Reproduce the items from the line containing "Identify one point on each instance of the roof" through the end of the items, copying every line unchanged.
# START OF DATA SUPPLIED
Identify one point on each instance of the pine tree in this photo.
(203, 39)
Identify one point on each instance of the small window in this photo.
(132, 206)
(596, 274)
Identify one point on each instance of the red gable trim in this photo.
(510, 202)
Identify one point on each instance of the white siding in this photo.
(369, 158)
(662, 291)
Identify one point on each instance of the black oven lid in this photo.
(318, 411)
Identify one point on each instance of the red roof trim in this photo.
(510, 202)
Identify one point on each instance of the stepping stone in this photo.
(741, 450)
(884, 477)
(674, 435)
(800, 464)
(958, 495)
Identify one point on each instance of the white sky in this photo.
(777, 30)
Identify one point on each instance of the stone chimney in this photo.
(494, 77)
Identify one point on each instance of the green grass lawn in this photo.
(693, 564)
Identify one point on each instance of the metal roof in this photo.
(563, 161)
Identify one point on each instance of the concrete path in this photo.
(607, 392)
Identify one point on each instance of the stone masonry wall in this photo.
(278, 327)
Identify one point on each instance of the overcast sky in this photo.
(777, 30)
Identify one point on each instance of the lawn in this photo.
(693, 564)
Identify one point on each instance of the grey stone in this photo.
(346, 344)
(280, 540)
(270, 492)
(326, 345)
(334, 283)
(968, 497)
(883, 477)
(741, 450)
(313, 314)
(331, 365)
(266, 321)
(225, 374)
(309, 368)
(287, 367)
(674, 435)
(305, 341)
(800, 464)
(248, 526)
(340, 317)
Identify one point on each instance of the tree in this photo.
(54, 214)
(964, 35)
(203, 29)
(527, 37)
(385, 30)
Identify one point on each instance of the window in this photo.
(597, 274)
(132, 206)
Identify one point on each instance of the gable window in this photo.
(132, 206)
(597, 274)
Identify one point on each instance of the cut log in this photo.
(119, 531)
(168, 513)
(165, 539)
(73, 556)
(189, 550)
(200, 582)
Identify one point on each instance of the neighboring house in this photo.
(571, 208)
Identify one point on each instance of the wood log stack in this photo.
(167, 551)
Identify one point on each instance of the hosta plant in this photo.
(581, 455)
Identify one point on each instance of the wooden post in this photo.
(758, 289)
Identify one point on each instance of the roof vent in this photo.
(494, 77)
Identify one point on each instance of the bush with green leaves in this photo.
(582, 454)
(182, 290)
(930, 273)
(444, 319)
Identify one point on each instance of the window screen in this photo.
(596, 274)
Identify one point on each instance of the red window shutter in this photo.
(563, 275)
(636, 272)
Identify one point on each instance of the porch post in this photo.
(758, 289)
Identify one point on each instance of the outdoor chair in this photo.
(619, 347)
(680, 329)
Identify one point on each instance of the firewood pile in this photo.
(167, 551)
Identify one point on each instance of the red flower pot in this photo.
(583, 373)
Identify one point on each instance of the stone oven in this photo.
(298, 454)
# END OF DATA SUPPLIED
__WORKED SOLUTION__:
Identify one point on each instance of the roof vent in this photo.
(494, 77)
Identify one point on each instance of the bush with green leaves in this photo.
(582, 454)
(182, 290)
(930, 273)
(444, 319)
Identify one point on each instance of the window screen in this photo.
(596, 274)
Identify one point on each instance of the red window shutter in this photo.
(563, 275)
(636, 272)
Identify one point on each instance of the porch post in this photo.
(758, 289)
Identify one point on each instance of the outdoor chair in this photo.
(619, 347)
(680, 329)
Identify one point on each instance of the firewood pile in this photo.
(167, 551)
Identify one point on each instance of the red flower pot in this photo.
(583, 373)
Identify one point on each instance of the stone oven in this photo.
(298, 454)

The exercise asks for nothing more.